There is one span to output from the data below: the lines starting at the line with "the firefighter holding" and ending at the line with "tan firefighting trousers". Output it exactly, ends included, nothing more.

Records excerpted from a collection:
==============================

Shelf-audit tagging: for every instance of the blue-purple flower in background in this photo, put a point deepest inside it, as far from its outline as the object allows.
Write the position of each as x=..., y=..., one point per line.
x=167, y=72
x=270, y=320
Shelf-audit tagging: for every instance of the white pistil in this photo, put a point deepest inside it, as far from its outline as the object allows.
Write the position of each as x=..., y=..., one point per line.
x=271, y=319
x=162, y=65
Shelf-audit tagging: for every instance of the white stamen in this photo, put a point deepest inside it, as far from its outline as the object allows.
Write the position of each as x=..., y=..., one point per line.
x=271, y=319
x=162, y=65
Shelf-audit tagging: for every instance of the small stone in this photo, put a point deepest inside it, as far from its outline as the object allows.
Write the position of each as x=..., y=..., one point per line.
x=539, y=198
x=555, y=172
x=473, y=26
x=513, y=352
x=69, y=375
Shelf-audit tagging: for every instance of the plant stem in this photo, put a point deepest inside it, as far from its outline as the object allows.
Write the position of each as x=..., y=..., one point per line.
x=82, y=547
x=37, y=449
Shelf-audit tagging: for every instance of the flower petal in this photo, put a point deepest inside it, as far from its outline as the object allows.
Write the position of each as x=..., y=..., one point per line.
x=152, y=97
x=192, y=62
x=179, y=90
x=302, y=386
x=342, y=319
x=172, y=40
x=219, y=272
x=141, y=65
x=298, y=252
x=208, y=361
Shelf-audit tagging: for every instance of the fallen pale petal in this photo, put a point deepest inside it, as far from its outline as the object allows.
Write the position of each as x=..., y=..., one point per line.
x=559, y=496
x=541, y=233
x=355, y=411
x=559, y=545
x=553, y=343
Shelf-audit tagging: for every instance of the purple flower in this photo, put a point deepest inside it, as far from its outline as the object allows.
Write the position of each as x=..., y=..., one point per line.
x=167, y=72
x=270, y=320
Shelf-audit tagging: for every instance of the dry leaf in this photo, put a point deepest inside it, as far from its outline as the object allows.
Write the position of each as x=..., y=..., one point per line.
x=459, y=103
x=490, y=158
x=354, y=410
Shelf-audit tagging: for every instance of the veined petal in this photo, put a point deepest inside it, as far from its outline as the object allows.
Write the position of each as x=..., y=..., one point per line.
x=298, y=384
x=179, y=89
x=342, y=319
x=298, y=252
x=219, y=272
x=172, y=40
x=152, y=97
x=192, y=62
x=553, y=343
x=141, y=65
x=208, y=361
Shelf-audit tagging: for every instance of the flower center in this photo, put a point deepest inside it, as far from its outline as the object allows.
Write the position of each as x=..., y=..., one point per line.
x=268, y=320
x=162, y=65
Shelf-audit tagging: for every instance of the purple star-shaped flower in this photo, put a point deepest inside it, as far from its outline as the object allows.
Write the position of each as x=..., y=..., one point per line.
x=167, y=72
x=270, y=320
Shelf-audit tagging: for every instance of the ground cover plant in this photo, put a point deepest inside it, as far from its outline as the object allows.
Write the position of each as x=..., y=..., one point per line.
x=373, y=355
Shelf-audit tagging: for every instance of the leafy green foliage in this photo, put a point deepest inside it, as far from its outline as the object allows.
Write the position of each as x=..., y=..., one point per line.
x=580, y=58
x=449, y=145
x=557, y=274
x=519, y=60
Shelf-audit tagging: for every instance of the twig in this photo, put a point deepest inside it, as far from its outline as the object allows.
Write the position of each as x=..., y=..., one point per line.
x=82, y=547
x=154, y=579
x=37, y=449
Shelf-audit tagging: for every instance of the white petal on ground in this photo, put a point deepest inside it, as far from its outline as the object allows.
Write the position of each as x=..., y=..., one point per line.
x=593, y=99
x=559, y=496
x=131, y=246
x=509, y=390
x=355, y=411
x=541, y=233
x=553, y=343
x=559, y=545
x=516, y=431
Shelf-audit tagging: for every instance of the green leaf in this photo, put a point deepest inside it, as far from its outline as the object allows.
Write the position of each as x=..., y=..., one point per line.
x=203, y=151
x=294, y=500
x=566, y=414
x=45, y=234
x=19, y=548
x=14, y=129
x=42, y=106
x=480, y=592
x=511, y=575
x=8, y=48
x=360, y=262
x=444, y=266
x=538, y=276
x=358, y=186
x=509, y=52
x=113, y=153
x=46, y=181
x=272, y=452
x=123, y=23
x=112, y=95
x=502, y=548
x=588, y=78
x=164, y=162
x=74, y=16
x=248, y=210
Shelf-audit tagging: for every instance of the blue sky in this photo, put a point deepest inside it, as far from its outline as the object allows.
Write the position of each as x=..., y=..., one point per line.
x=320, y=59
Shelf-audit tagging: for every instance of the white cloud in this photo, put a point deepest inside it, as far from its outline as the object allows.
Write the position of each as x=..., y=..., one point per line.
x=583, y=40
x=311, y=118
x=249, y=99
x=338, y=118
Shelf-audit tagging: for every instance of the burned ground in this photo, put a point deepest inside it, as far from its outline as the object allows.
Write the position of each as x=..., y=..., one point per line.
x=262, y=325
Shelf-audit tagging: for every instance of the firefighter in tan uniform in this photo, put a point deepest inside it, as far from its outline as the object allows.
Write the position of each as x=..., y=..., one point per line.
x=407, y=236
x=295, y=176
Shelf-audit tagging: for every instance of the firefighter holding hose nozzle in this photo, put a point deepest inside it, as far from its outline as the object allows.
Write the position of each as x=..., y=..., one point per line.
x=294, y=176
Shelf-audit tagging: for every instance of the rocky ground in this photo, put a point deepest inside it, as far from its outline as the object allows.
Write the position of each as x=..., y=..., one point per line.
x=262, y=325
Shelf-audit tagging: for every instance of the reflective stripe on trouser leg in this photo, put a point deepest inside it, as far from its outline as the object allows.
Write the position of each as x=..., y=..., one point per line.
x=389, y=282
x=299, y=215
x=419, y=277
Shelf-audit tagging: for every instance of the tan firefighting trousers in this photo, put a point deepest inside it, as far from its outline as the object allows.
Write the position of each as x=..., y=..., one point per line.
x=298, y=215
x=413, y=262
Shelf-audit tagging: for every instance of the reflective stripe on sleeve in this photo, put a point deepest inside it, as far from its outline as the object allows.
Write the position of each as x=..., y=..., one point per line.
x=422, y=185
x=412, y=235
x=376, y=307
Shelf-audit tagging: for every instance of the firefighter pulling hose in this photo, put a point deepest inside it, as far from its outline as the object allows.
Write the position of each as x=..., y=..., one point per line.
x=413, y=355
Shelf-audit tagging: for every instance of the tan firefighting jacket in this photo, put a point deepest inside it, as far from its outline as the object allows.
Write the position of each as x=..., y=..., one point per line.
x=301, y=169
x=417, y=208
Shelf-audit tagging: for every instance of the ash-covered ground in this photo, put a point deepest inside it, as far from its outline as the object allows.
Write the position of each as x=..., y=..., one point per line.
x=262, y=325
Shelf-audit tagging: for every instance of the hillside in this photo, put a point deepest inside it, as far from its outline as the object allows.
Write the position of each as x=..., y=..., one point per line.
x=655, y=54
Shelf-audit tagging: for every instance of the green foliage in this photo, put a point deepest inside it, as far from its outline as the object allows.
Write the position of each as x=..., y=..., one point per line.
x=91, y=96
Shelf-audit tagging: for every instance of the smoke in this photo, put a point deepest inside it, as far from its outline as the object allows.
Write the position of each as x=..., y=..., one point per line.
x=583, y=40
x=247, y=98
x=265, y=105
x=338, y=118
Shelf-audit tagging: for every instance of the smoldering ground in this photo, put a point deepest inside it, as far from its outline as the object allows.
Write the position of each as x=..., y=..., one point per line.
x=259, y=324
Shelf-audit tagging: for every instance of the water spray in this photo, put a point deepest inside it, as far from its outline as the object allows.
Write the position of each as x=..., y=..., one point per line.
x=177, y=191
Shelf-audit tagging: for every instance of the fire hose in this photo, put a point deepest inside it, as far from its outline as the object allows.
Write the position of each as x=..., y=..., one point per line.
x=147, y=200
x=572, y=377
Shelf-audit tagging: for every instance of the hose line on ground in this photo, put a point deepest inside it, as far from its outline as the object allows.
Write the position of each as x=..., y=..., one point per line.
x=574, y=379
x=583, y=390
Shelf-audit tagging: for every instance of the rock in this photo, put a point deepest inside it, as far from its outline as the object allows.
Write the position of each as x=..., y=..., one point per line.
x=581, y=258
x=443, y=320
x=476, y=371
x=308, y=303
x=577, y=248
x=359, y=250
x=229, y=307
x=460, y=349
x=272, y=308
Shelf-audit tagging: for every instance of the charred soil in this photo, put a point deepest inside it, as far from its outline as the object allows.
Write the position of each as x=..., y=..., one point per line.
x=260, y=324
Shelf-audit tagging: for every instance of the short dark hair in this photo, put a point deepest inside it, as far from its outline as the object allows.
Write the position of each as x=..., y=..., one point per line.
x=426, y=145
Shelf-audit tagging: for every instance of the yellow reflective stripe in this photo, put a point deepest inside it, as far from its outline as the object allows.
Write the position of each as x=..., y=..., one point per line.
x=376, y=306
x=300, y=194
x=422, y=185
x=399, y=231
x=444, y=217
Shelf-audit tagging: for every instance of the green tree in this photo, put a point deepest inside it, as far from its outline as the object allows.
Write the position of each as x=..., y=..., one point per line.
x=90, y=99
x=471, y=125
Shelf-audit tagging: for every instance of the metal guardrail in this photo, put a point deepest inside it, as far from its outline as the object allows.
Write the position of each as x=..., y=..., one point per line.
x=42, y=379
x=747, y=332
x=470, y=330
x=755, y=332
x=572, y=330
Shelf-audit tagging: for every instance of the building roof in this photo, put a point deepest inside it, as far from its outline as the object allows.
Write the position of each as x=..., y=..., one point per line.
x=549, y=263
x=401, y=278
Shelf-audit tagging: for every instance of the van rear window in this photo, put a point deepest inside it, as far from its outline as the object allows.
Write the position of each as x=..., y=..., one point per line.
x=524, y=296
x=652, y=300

==============================

▶ **RESULT OF THE EXERCISE**
Shelf-audit tagging: for every instance of the firefighter holding hose nozzle in this photo, put a point deepest inside it, as far from its outline as the object allows.
Write the position of each as x=..., y=..., one point per line.
x=294, y=176
Shelf-audit tagging: for every instance of the rocky ground in this photo, put a point deepest inside it, as far from its outline as the object allows.
Write the position of each as x=..., y=..., one point per line.
x=262, y=325
Shelf-audit tagging: for every instance of the reflective stripe on trouser leg in this photo, put a point deepest inside it, as far from its outline as the object allows.
Write the position of each as x=..., y=..., one point per line.
x=389, y=282
x=299, y=215
x=419, y=277
Shelf-audit tagging: for every instance of the tan firefighting trousers in this photo, put a point deepest inside it, as far from its outline as the object allows.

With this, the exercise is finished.